-- Start Supplied records --

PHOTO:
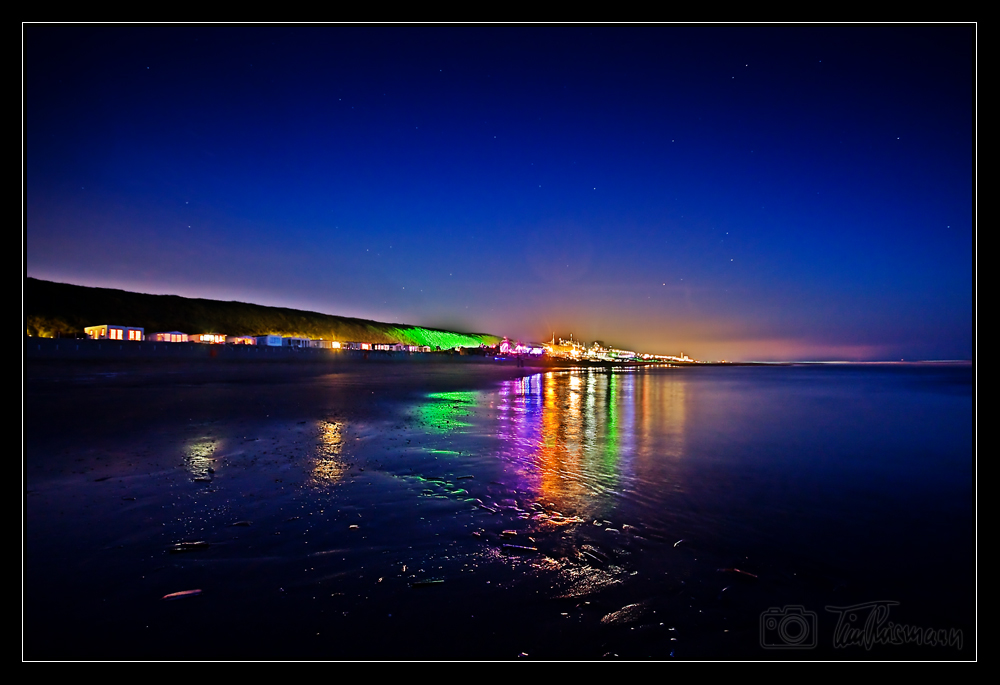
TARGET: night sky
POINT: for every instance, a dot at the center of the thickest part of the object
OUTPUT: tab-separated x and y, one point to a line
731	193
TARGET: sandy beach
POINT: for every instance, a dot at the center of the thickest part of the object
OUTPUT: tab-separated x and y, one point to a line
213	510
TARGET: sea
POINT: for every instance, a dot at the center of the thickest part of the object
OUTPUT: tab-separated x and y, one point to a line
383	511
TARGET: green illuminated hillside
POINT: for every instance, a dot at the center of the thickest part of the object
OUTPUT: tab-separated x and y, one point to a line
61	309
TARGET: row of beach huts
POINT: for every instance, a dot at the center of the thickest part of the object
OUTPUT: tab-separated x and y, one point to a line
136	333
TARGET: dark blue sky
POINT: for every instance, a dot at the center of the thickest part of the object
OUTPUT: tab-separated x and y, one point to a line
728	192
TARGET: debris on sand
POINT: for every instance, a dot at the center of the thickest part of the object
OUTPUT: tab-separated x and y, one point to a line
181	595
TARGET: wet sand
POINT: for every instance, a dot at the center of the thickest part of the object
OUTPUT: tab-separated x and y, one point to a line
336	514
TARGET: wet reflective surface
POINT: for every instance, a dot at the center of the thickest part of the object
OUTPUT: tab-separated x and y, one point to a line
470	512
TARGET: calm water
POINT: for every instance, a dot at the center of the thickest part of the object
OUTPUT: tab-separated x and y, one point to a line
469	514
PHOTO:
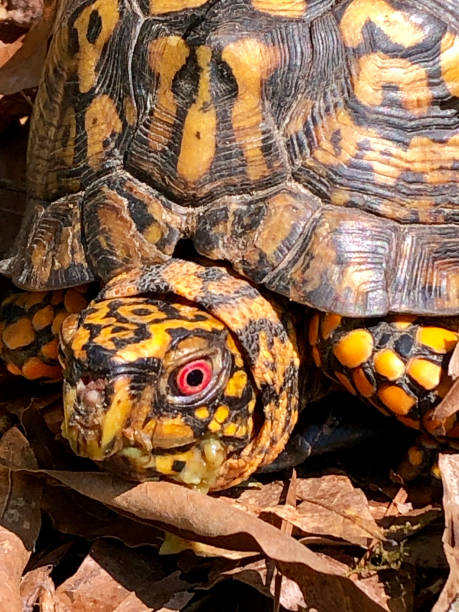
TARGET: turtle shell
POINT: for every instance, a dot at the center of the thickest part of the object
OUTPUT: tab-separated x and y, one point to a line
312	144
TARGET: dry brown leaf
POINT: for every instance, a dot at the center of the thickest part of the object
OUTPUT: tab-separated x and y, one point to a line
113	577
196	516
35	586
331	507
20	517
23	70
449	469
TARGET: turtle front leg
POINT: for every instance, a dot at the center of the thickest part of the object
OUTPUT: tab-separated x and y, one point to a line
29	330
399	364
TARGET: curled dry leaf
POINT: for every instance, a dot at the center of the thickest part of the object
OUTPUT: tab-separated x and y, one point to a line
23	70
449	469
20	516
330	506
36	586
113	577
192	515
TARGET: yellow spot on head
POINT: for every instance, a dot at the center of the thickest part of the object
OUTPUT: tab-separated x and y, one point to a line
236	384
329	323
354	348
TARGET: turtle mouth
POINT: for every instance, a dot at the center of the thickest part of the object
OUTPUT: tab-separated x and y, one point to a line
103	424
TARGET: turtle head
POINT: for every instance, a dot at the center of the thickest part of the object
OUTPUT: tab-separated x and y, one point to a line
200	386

-- End Supplied records --
-- Start Supplied records --

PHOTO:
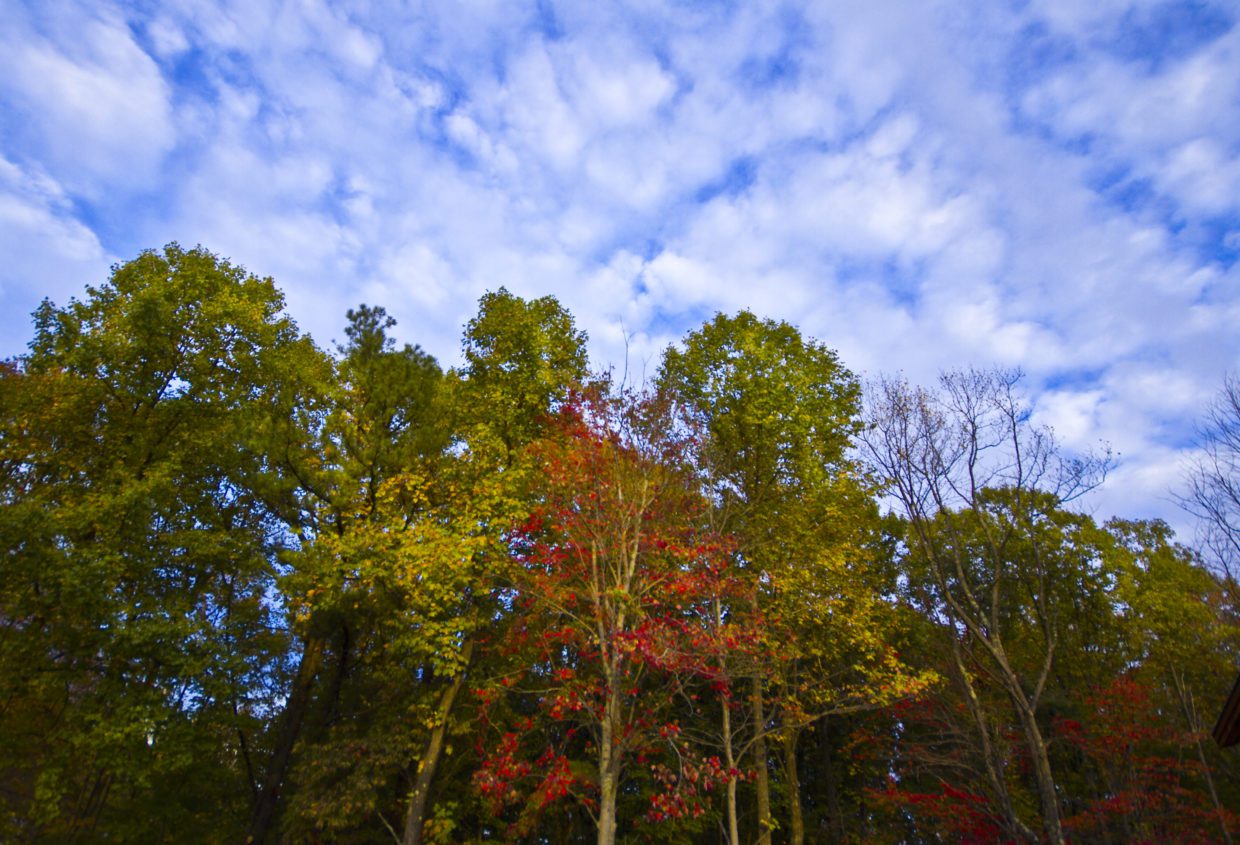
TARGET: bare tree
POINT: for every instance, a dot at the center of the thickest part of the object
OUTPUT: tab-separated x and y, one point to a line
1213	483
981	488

-- End Supplied records --
-- Start Supplied records --

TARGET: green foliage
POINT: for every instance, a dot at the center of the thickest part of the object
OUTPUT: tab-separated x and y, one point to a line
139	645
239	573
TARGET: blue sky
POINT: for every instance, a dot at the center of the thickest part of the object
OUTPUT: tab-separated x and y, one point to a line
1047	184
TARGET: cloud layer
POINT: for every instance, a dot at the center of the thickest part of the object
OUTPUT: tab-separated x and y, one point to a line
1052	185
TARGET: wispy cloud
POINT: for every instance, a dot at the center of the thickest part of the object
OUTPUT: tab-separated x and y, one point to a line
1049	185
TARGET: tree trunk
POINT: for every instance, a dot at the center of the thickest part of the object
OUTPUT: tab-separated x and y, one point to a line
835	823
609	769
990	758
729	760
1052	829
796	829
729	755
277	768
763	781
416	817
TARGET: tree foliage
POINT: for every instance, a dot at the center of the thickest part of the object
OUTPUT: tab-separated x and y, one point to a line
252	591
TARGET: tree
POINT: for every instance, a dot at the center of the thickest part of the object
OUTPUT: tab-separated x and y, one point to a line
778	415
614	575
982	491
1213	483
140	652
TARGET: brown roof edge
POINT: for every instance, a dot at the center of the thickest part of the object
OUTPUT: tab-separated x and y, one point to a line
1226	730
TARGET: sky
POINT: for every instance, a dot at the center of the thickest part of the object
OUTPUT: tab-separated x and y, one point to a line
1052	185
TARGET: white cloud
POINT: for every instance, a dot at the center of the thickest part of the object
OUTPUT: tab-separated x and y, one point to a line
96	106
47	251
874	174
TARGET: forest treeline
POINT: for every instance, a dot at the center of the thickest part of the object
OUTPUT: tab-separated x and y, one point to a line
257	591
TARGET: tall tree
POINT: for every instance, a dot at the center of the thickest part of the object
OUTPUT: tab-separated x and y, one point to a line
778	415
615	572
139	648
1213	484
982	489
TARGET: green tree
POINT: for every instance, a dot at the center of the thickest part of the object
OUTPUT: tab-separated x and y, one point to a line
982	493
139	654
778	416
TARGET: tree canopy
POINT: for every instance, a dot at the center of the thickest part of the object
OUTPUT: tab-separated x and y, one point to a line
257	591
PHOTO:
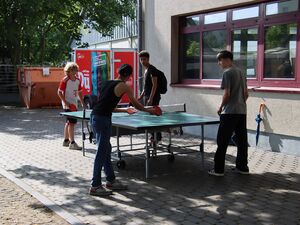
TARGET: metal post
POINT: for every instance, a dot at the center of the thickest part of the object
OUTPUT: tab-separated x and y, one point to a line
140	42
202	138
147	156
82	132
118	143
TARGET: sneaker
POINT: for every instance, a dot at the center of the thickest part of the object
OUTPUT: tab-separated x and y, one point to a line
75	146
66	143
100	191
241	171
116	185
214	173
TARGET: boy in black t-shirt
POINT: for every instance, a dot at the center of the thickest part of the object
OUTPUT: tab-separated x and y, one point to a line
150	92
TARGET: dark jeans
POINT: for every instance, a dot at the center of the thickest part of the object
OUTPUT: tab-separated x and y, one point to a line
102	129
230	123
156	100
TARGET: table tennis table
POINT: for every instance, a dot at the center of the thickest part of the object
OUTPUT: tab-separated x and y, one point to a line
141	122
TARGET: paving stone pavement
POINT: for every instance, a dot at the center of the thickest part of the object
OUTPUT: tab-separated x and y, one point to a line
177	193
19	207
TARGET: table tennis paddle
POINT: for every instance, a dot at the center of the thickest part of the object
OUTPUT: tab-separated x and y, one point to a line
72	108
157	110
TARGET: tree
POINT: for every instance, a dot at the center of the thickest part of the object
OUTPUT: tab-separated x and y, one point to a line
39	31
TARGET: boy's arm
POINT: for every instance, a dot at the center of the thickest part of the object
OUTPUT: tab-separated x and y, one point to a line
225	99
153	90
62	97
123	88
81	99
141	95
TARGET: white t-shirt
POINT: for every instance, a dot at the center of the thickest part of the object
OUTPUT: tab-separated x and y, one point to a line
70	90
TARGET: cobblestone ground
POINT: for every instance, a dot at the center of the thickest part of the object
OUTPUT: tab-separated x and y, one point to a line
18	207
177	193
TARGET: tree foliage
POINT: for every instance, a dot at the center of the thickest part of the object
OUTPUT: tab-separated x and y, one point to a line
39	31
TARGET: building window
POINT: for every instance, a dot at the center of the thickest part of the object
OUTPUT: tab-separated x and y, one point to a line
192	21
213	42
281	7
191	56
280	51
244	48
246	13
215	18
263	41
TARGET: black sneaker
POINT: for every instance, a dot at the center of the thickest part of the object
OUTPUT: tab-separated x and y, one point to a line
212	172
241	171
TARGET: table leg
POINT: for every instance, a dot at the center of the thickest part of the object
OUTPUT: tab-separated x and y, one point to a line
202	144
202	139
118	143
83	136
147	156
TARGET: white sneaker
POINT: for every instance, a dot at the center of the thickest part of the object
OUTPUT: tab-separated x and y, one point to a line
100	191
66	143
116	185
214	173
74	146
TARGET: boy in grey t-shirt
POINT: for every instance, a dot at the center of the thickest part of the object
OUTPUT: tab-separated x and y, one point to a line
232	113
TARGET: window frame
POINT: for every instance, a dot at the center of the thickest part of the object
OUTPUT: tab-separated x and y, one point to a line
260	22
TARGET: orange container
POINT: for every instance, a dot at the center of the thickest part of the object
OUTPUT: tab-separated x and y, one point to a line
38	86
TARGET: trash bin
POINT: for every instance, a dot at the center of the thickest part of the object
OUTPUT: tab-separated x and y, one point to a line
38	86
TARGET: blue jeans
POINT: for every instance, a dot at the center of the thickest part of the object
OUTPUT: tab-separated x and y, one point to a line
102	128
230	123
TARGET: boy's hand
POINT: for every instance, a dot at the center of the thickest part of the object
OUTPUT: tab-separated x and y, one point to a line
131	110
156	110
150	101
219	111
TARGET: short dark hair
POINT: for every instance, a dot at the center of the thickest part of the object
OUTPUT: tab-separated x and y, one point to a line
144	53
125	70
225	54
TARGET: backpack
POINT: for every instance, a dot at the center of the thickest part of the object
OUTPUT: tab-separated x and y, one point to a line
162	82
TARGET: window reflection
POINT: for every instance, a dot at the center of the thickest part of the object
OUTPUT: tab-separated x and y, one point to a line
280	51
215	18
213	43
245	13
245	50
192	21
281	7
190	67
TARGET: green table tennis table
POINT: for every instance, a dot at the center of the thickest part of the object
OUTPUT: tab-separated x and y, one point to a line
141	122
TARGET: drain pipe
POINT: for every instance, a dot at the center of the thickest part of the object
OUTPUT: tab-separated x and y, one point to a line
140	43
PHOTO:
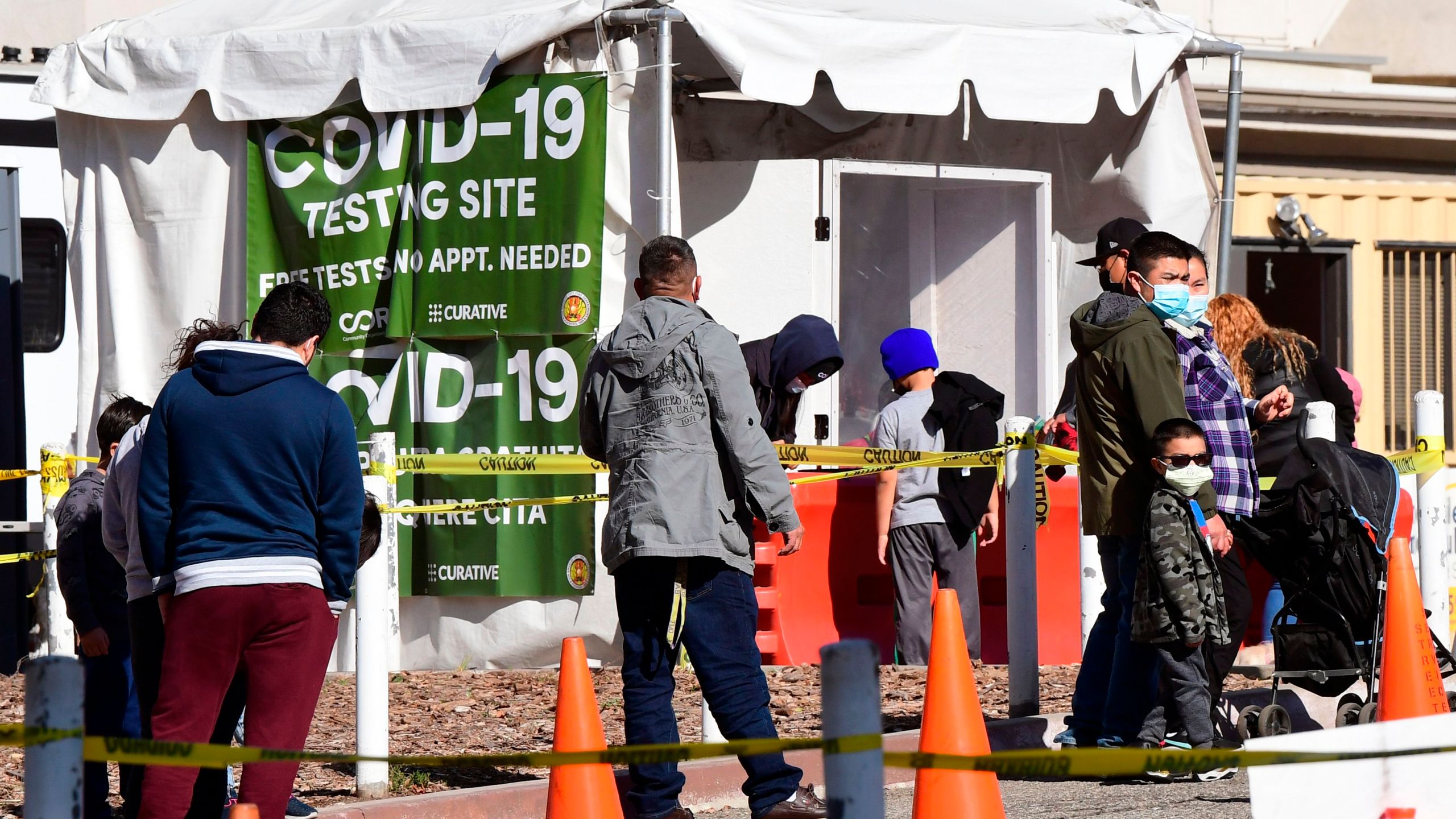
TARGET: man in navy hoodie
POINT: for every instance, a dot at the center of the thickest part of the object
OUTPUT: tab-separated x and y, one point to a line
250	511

-- End Supplied records --

Pull out every line above that contains the string "beach". Case counts.

Output for this exercise:
TARGET: sandy beach
TARGET: row of beach huts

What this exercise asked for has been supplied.